__WORK INSTRUCTIONS__. Please return all records verbatim, no pictures.

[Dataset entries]
....
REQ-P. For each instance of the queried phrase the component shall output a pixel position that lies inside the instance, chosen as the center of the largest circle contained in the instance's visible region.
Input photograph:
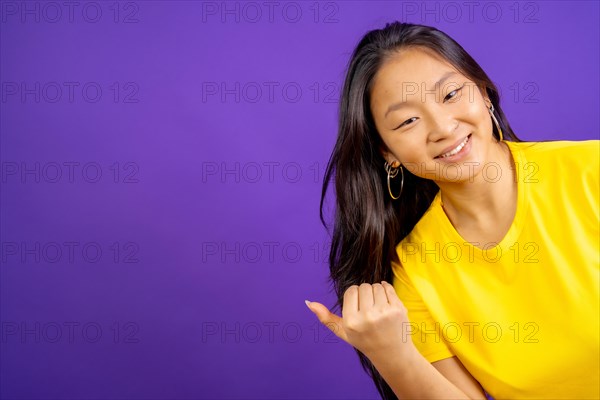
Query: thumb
(327, 318)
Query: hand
(374, 320)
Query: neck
(486, 197)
....
__SOLUTION TO THE PROBLEM__.
REQ-P. For each instance of the queried phrase the component shall output a pixel position that lies inside the instance, chosen as the center of the largest circle contained in the instance's visible region.
Input photograph:
Query: thumb
(327, 318)
Query: hand
(374, 320)
Query: neck
(486, 197)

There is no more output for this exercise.